--- Start Information shown ---

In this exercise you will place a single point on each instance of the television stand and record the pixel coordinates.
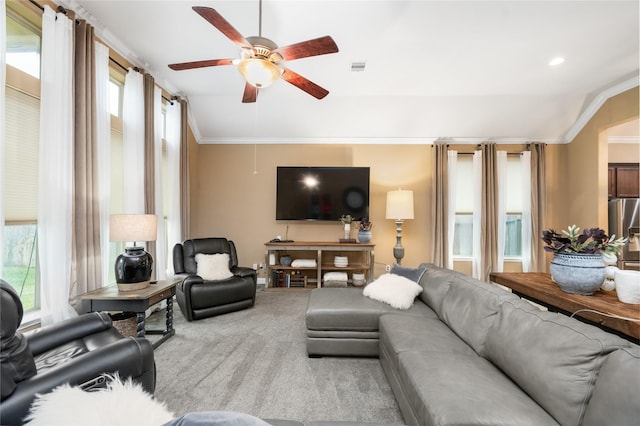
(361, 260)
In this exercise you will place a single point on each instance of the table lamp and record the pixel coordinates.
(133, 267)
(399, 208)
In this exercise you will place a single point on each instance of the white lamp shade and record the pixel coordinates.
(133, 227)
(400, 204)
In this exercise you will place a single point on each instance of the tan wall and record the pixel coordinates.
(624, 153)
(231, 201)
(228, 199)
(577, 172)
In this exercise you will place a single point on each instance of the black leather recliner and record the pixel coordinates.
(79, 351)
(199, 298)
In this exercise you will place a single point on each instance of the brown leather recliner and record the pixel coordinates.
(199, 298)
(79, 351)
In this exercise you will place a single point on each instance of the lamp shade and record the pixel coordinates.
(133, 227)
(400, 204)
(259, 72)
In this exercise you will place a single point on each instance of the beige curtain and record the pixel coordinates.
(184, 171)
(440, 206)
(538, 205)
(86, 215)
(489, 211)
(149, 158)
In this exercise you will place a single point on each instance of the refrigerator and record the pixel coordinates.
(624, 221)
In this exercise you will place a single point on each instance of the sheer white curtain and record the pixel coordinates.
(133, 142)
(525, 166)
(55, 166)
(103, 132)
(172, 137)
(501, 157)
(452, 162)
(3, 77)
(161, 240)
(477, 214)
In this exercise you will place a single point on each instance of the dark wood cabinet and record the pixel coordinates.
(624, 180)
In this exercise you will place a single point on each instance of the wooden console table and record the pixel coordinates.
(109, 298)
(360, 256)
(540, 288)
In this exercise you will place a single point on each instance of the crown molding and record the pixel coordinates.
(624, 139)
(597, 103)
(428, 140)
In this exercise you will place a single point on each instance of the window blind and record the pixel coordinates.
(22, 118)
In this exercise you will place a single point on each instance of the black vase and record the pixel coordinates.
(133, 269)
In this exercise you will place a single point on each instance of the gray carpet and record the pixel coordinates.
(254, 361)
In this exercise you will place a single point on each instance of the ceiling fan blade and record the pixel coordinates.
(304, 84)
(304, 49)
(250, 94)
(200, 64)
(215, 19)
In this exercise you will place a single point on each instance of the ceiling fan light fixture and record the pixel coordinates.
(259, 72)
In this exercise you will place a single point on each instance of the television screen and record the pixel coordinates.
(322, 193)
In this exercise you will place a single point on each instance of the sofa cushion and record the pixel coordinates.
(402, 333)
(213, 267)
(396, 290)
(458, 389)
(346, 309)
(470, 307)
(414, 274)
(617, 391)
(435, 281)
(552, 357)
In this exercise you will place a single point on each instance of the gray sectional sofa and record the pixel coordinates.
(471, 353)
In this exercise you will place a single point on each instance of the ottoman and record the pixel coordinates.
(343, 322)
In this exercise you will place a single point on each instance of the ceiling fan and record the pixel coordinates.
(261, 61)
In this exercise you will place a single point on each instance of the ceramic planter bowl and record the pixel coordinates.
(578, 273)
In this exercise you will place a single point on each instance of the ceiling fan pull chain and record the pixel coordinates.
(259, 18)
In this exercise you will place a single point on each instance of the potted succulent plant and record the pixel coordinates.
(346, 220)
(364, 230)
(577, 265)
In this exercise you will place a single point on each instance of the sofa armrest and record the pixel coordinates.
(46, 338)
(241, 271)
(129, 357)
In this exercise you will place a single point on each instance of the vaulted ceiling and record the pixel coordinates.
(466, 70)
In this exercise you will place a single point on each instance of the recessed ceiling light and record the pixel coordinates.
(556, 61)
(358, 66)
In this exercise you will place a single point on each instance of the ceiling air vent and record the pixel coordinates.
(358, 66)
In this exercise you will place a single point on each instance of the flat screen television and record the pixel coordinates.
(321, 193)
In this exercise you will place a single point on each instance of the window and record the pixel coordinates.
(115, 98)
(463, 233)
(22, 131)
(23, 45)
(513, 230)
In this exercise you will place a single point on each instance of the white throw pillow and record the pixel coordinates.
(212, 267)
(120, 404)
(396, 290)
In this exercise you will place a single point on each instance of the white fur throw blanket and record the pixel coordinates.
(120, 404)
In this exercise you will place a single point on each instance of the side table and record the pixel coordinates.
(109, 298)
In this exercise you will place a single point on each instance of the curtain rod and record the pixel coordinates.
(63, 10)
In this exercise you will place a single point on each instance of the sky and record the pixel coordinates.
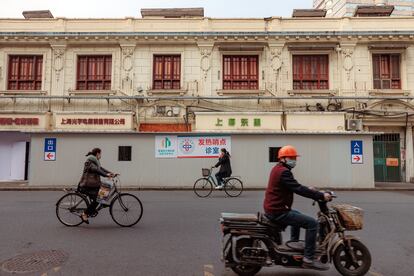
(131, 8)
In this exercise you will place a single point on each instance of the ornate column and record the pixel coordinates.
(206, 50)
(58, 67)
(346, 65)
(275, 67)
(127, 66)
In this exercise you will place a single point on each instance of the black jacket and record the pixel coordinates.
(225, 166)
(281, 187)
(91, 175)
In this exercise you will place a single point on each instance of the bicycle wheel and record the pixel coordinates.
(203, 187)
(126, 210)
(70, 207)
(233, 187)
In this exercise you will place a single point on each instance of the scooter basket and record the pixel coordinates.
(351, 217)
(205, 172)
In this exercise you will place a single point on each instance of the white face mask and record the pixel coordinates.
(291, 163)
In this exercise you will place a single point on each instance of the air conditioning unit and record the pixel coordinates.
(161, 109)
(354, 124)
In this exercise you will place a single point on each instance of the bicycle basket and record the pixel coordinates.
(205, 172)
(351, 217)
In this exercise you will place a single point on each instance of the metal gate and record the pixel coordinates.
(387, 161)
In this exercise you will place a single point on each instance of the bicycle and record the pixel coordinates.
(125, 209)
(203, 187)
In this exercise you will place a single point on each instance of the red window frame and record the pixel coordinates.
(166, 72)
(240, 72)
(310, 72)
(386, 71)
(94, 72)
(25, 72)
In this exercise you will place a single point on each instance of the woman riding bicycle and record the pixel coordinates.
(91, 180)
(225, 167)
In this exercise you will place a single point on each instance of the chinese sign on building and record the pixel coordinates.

--- End Information shown ---

> _Problem_
Return precisely the lines of the records, starting with the line that holds "gate and record the pixel coordinates." and ending with the last one.

> _Correct output_
In this exercise you will place a single point on each instance of the metal gate and record the pixel coordinates.
(387, 161)
In this exercise you will place a single point on each instance of the bicycle and record the pixel coordinates.
(125, 209)
(203, 187)
In this exercise you will place a single point on each instance of the red window frame and record the pixel coordinates.
(166, 72)
(240, 72)
(310, 72)
(386, 71)
(94, 72)
(25, 72)
In this exercise you will place a single point on each instance of the woman riding bicycle and record the pixel coordinates.
(91, 180)
(225, 167)
In this exercise you will place a single point on each instance of the chinese sign on building and record the pixel coordinates.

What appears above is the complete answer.